§ Passage provided:
#####

Curso De Curso_assembler_pic_892.doc

My First PIC Projects

An introduction to the PIC processor.

© Bubble Software 2000

mICro’s First Projects

Introduction Flash That LED Define The Problem Writing The Software Mnemonics The Assembler Labels Using a text assembler The Flowchart MicroPlan Assembler The Simulator The Real World 7 segment LED display The Counter Using Switches

Introduction

Welcome to MICRO’s. I know you are itching to get started with your new software and begin programming PICs as soon as possible, so this introduction will get you familiar with the MICRO’s suite of software and during the process you will also start writing some small programs and hopefully get them working in the real world.

If you have the MICRO’s Experimenters Kit, then going through the projects will be quite easy. If you do not have the Experimenters Kit, then you may like to get a PIC programmer so that you can program the software into a 16F84 chip to complete the projects.

Before we get going, you have to understand that a PIC, or any other microcontroller chip for that matter, is just a piece of silicon wrapped in plastic with pins sticking out to connect it to the outside world. It does not have any brains, nor can it think for itself, so anything the chip does is the direct result of our intelligence and imagination. Sometimes you may get the feeling that these things are alive and are put here to torment your every waking minute, but this is usually due to bugs in your software, not a personality inside the chip. So please remember:

The PIC will always do what you tell it to, not necessarily what you want it to.

One other thing that can cause problems is in the way you handle the chip itself. Your body is more than likely charged with Static Electricity and is usually the zap you feel when you touch a metal object after walking on nylon carpet or similar. The PIC’s most definitely do not like this high voltage discharging into them. It can destroy the functionality of the chip either totally or partially, so always try to avoid touching the pins with your fingers.

The PIC 16F84 data sheet is available in PDF format on the CD ROM in the Acrobat directory.

Flash That LED

This would have to be the universal number one project for new PIC programmers. If you have had anything to do with writing software for PC’s, then it would be the equivalent of writing “hello world” on the monitor for the first time.

You might be thinking at this stage...“What a boring project. I want to create a robot that does amazing things, not mess around with silly ‘hello world’ or LED flash programs.”

#####

§ Supplied material:
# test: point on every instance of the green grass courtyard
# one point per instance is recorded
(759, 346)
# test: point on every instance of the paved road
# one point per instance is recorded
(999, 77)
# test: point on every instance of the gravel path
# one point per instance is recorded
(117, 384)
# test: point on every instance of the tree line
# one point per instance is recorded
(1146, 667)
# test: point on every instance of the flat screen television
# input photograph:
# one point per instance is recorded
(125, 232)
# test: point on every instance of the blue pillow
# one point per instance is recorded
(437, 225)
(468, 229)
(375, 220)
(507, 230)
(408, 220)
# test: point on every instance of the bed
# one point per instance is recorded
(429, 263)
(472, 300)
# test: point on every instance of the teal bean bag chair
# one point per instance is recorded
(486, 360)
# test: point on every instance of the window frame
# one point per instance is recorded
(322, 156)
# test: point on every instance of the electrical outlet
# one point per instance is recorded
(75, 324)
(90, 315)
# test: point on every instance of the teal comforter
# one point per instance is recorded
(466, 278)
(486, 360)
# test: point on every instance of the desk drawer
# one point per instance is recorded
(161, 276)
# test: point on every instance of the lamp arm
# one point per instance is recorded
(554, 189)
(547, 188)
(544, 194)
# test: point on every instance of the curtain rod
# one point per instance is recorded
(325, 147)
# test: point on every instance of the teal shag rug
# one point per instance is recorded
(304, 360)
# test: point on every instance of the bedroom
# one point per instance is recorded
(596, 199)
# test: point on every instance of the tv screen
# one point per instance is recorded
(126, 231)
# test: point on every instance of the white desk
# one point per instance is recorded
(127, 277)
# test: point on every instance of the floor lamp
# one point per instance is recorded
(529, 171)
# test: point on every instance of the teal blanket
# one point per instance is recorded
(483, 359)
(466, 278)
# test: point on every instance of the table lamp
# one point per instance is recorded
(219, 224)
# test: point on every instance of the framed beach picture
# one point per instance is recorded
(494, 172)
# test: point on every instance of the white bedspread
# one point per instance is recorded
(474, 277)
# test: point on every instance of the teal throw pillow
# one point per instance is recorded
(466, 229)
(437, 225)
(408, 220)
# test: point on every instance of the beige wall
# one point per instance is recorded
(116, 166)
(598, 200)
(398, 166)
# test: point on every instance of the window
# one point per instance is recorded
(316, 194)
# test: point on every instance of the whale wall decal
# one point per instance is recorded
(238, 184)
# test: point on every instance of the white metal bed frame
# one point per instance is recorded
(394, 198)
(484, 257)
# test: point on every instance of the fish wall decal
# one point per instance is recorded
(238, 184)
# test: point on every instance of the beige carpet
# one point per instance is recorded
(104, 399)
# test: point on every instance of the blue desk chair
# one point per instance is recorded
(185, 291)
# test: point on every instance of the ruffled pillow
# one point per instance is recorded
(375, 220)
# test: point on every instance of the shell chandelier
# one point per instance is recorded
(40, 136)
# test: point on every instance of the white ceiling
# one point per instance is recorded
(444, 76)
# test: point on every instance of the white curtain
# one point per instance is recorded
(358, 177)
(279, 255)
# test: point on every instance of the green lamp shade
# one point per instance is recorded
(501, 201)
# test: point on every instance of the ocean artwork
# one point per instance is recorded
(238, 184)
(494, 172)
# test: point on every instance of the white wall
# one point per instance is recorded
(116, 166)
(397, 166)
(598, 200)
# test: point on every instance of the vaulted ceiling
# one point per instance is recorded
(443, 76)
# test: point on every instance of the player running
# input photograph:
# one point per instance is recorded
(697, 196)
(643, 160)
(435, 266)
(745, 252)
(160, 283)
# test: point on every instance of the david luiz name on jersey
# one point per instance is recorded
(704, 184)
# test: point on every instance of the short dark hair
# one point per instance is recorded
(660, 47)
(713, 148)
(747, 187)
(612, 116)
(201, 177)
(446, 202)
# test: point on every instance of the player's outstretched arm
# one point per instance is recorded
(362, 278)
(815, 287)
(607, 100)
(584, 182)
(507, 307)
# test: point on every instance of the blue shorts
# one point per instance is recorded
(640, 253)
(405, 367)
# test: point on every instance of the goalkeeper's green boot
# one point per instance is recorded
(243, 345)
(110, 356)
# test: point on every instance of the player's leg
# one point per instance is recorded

#####

§ Work instructions:
1. According to the PIC tutorial, where can the PIC 16F84 data sheet be found?
2. State whether each statement agrees with the PIC tutorial. Answer yes or no, and quote the deciding words.
(a) A PIC chip can think for itself.
(b) Flashing an LED is compared to writing "hello world" on a PC monitor.
(c) A static discharge can damage the chip only completely, never in part.
3. Carry on the PIC tutorial from its last sentence.

§ Solved problems:
1. It is in PDF format on the CD ROM, in the Acrobat directory.

2.
(a) No: "It does not have any brains, nor can it think for itself"
(b) Yes: "it would be the equivalent of writing “hello world” on the monitor for the first time"
(c) No: "It can destroy the functionality of the chip either totally or partially"

3.
Patience my friend. Things like that will come in due course, and as the old saying goes, “You have to crawl before you can walk”.

OK then, so how do we get started?

You might be tempted to jump straight in and write volumes of code right from the start, but I can only say, that in all probability, your software will not work. Now this might sound a bit tedious, but “planning” is the best way to begin any piece of new software. Believe me, in the long run, your code will stand a much better chance of working and it will save you valuable time. Other benefits are that your code will be structured and documented much better, which means you can read through and understand it more easily in the future if the need arises.

So just how do we get this piece of silicon to do our bidding? In this case - flash a LED.

Fundamentally, the PIC needs three things to make it work.

1) 5 volt power source.

2) Clock source

3) Software

The 5 volt supply is there to power the chip. The clock source gives the chip the ability to process instructions. The software is a list of instructions that we create. The PIC will follow these to the letter with no exceptions, so we must make sure that they are written correctly or our program will not work as intended.

Define the problem

To begin planning we must first define the LED flash problem that is going to be solved by using a PIC. This is the physical needs of the project. You can’t write reams of software without knowing what the PIC is going to control. You may find that you need to alter hardware and software as you progress, but don’t be discouraged. This is normal for a lot of projects and is called ‘Prototyping’.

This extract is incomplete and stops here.